### TASK PROMPT
Arrange every item below as a numbered list, dropping any blank lines.

[start of PROVIDED RECORDS]

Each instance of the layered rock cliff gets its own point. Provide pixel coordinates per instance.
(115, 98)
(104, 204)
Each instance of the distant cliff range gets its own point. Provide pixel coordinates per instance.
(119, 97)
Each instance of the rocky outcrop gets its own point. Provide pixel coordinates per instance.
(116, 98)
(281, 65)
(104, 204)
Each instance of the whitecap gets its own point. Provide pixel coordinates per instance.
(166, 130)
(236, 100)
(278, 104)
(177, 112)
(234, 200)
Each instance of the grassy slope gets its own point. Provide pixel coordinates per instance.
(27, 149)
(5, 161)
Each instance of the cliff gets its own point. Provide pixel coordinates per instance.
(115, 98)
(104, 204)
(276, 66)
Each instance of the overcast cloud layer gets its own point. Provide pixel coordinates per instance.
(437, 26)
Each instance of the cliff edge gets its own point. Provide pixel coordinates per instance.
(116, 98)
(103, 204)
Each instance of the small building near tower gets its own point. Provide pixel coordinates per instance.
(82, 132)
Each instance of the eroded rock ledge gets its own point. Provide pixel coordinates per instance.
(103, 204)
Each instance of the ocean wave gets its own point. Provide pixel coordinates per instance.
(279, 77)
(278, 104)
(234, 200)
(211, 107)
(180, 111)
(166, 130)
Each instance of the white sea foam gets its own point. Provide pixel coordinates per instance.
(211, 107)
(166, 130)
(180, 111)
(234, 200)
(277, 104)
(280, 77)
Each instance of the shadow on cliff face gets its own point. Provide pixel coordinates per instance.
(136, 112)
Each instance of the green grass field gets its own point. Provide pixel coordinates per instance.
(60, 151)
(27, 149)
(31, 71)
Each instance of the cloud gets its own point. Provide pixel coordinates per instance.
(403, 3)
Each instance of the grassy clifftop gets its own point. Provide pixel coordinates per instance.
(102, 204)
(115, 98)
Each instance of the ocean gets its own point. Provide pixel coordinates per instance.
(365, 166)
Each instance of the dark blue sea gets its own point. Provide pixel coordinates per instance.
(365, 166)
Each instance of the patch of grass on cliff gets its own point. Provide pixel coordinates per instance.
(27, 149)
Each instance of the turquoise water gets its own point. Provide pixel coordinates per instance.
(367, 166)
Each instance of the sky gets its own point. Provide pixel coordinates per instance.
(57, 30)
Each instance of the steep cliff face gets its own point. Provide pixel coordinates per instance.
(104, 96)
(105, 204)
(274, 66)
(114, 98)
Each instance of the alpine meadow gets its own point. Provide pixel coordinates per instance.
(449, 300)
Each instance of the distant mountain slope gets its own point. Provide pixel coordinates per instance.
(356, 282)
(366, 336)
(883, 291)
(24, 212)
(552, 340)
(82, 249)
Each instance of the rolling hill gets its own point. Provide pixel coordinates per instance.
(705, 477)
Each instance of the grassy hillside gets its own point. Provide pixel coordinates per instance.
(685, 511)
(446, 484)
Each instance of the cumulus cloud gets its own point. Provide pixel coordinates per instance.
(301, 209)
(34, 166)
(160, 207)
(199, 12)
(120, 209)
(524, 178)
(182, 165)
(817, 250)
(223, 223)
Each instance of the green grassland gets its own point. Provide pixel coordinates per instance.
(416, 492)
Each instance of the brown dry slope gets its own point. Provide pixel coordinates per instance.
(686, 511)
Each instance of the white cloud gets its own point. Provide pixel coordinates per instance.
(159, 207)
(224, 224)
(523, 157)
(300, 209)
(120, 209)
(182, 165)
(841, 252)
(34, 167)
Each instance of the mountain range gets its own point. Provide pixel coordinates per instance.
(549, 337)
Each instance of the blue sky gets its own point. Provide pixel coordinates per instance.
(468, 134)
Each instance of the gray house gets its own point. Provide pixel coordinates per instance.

[end of PROVIDED RECORDS]

### CORRECT ANSWER
1. Each instance of the layered rock cliff gets its own point. Provide pixel coordinates per instance.
2. (115, 98)
3. (104, 204)
4. Each instance of the distant cliff range gets its own point. Provide pixel coordinates per instance.
5. (119, 97)
6. Each instance of the rocky outcrop gets its own point. Provide pixel coordinates per instance.
7. (116, 98)
8. (281, 65)
9. (104, 204)
10. Each instance of the whitecap gets its own point. Provide pixel coordinates per instance.
11. (166, 130)
12. (236, 100)
13. (278, 104)
14. (177, 112)
15. (234, 200)
16. Each instance of the grassy slope gets its own point. Provide pixel coordinates per instance.
17. (27, 149)
18. (5, 161)
19. Each instance of the cliff gets its own point. Provide pixel coordinates per instance.
20. (115, 98)
21. (104, 204)
22. (276, 66)
23. Each instance of the overcast cloud layer gets its own point. Provide pixel coordinates per instance.
24. (437, 26)
25. Each instance of the cliff edge gets its own point. Provide pixel coordinates per instance.
26. (116, 98)
27. (103, 204)
28. Each instance of the small building near tower gets its own point. Provide pixel coordinates per instance.
29. (82, 132)
30. Each instance of the eroded rock ledge gets its own point. Provide pixel coordinates per instance.
31. (103, 204)
32. Each instance of the ocean wave gets its own point. Provide pixel coordinates per instance.
33. (279, 77)
34. (278, 104)
35. (234, 200)
36. (211, 107)
37. (180, 111)
38. (166, 130)
39. Each instance of the white sea foam gets its own point. Provide pixel coordinates per instance.
40. (211, 107)
41. (166, 130)
42. (180, 111)
43. (234, 200)
44. (277, 104)
45. (280, 77)
46. Each instance of the shadow on cliff face gets its own point. Provide pixel coordinates per instance.
47. (136, 112)
48. Each instance of the green grass field gets its own point. Provide pixel coordinates per instance.
49. (60, 151)
50. (27, 149)
51. (31, 71)
52. Each instance of the cloud gets its own point. Provide pixel coordinates per instance.
53. (403, 3)
54. Each instance of the grassy clifftop gets its own point. Provide pixel coordinates per instance.
55. (102, 204)
56. (115, 98)
57. Each instance of the ocean gets its own point. Provide pixel coordinates per instance.
58. (365, 166)
59. Each instance of the dark blue sea gets its own point. Provide pixel coordinates per instance.
60. (365, 166)
61. Each instance of the patch of grass on cliff gets its own point. Provide pixel coordinates per instance.
62. (27, 149)
63. Each instance of the turquoise water gets its own point. Provide pixel coordinates per instance.
64. (367, 166)
65. Each instance of the sky gets its own point. Provide pixel coordinates per instance.
66. (57, 30)
67. Each instance of the steep cliff face gets its own point. Provide pixel coordinates per instance.
68. (104, 96)
69. (105, 204)
70. (274, 66)
71. (114, 98)
72. Each instance of the alpine meadow gets its own point. Provide pixel coordinates per instance.
73. (449, 300)
74. Each instance of the distant mountain slope gets its own point. Provide pixel coordinates per instance.
75. (356, 282)
76. (366, 336)
77. (883, 291)
78. (24, 212)
79. (552, 340)
80. (82, 249)
81. Each instance of the rolling hill gets its own point. Provide pixel coordinates per instance.
82. (705, 477)
83. Each instance of the grassy hillside gets its own point. Provide pixel coordinates per instance.
84. (685, 511)
85. (446, 484)
86. Each instance of the cumulus cloud gets its own point. Provide pixel coordinates per instance.
87. (301, 209)
88. (34, 166)
89. (160, 207)
90. (199, 12)
91. (120, 209)
92. (524, 178)
93. (182, 165)
94. (817, 250)
95. (223, 223)
96. Each instance of the green grassland gets its own point. Provide pixel coordinates per instance.
97. (416, 492)
98. Each instance of the brown dry slope gets its own point. Provide pixel coordinates per instance.
99. (686, 511)
100. Each instance of the white cloud gets its own point. Provide pixel coordinates per instance.
101. (159, 207)
102. (224, 224)
103. (523, 157)
104. (300, 209)
105. (120, 209)
106. (182, 165)
107. (841, 252)
108. (34, 167)
109. Each instance of the mountain range gets its own point. Provide pixel coordinates per instance.
110. (549, 337)
111. Each instance of the blue sky gets its own point. Provide pixel coordinates per instance.
112. (468, 134)
113. Each instance of the gray house gets its own point. Provide pixel coordinates per instance.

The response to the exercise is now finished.